▶ [Extrait du texte]
○ ○ ○ ○

Le déploiement des investissements chinois à travers le monde, notamment via les « nouvelles routes de la soie », s’accompagne d’un autre phénomène. Depuis quelques années, de plus en plus de sociétés militaires privées sont engagées pour protéger les intérêts de la Chine à l’international. Au point de devenir des acteurs incontournables de la politique étrangère de Pékin.



À mesure que la Chine développe ses activités commerciales aux quatre coins du globe, les entreprises implantées dans de nombreux pays font face à des défis croissants, surtout en matière de sécurité. Les infrastructures et les citoyens chinois sont parfois menacés par le terrorisme, les conflits, l’instabilité sociale et politique, la piraterie ou le racisme anti-chinois. Depuis le début des années 2000, les exemples se sont multipliés sur tous les continents. Parmi lesquel on compte notamment le meurtre de 11 ouvriers chinois en Afghanistan en 2004 ou celui de trois travailleurs au Pakistan en 2007.
 
Selon le ministère chinois de la Sécurité d'État, 350 incidents impliquant ses ressortissants se sont produits dans le monde entre 2010 et 2015. Qu’il s’agisse d'enlèvements et d'attaques terroristes ou de violences xénophobes à l'encontre de ressortissants et d'entreprises chinoises. Depuis, la liste s’est allongée, notamment en Afrique et en Asie, comme l’attentat contre l'ambassade chinoise à Bichkek en 2016, l'attaque contre le consulat chinois à Karachi en 2018 ou le kidnapping de mineurs dans l'État d'Osun au Nigeria en 2019.
 
Mais pour faire face à ces risques croissants, Pékin n’est pas prêt à déployer sa propre armée. En raison de « la politique de non-ingérence menée de longue date par la Chine, la crainte de nuire à ses relations diplomatiques avec les pays voisins et ses alliés potentiels, le manque d'expérience de l'APL [l’Armée populaire de libération, nom officiel de l’armée chinoise] en matière de combat et l'absence des infrastructures nécessaires », résume un rapport du Mercator Institute for China Studies (Merics). Sans compter que les pays hôtes y sont généralement opposés.
 
La plupart du temps, le gouvernement chinois compte sur les forces des pays d’accueil pour assurer la protection de ses projets. Mais dans certaines régions, les compagnies se sentent mal protégées par les services de sécurité et les forces armées locales, les poussant à avoir recours à des prestataires privés. Et bien que dans ce domaine, les compagnies anglo-saxonnes dominent le marché, les entreprises chinoises font désormais de plus en plus appel à des sociétés militaires privées (SMP) issues de leur propre pays.

○ ○ ○ ○

▶ [Consigne 1]
Répondez aux questions suivantes à partir du texte sur les sociétés militaires privées chinoises.
(a) Combien d'incidents impliquant des ressortissants chinois le ministère chinois de la Sécurité d'État a-t-il dénombrés dans le monde entre 2010 et 2015 ?
(b) Combien d'ouvriers chinois ont été tués en Afghanistan en 2004 ?
(c) Quel est le nom officiel de l'armée chinoise ?
▶ [Consigne 2] Restituez fidèlement le passage du texte sur les sociétés militaires privées chinoises qui commence aux mots « Mais pour faire » et s'arrête après les mots « sont généralement opposés. ».
La liste qui suit n'est pas nécessaire pour cet exercice.

▶ [Extraits de liste]
○ ○ ○ ○

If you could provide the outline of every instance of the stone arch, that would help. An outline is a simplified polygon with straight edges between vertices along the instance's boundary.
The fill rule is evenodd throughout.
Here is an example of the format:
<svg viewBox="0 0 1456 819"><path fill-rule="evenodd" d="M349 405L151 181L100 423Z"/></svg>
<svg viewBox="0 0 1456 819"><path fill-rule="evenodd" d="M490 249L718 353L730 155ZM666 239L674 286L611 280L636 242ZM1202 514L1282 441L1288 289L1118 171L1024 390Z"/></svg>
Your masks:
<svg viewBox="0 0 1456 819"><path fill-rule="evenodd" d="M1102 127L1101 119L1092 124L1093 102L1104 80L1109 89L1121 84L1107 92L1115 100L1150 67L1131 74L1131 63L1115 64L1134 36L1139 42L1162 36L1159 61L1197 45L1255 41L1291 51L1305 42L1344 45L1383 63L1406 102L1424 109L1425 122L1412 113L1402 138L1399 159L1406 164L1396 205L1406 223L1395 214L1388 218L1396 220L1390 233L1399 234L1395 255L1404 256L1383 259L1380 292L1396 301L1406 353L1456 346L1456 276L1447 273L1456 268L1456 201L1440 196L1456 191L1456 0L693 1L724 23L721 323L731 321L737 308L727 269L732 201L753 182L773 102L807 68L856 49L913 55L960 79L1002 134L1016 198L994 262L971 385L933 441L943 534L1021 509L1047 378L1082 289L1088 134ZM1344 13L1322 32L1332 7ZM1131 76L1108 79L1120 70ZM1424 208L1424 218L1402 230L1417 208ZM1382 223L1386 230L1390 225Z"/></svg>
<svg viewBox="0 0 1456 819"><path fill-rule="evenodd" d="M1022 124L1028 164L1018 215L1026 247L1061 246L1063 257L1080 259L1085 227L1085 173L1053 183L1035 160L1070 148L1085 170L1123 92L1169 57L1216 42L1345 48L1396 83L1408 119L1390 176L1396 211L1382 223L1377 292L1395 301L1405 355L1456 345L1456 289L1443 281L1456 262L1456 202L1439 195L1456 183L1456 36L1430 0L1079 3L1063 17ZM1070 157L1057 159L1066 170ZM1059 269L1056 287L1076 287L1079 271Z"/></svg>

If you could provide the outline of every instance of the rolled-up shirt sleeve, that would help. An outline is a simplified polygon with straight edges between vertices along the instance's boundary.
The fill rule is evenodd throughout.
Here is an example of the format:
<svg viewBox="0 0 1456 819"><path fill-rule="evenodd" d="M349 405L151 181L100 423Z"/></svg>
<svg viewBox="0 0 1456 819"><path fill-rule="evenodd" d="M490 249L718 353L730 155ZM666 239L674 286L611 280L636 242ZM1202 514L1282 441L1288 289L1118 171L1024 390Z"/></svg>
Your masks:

○ ○ ○ ○

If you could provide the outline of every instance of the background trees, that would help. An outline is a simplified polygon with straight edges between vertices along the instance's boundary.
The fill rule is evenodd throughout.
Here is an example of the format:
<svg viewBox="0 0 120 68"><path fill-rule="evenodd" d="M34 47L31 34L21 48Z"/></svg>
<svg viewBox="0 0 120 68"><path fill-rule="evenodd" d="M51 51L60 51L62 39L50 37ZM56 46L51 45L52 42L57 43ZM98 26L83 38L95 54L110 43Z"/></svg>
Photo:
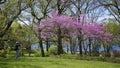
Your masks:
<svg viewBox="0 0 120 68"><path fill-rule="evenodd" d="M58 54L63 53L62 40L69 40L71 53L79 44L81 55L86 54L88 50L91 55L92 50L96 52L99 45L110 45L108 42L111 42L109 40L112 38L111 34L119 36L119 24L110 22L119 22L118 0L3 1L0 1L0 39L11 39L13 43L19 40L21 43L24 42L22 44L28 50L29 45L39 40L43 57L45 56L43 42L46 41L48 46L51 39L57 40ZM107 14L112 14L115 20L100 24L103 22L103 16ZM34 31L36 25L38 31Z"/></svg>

○ ○ ○ ○

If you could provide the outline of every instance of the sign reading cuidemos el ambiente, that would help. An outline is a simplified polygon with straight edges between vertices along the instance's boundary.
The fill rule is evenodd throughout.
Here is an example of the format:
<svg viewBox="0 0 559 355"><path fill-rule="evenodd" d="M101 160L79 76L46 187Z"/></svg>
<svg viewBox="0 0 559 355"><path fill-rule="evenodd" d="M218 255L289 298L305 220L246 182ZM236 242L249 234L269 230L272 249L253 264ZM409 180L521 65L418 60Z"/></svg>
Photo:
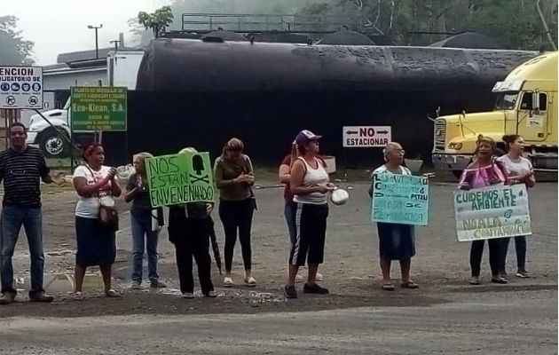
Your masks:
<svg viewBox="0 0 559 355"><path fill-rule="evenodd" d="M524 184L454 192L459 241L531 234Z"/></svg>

○ ○ ○ ○

▶ [Réponse rédigée 1]
(a) 350 incidents.
(b) 11 ouvriers.
(c) L'Armée populaire de libération (APL).

▶ [Réponse rédigée 2]
Mais pour faire face à ces risques croissants, Pékin n’est pas prêt à déployer sa propre armée. En raison de « la politique de non-ingérence menée de longue date par la Chine, la crainte de nuire à ses relations diplomatiques avec les pays voisins et ses alliés potentiels, le manque d'expérience de l'APL [l’Armée populaire de libération, nom officiel de l’armée chinoise] en matière de combat et l'absence des infrastructures nécessaires », résume un rapport du Mercator Institute for China Studies (Merics). Sans compter que les pays hôtes y sont généralement opposés.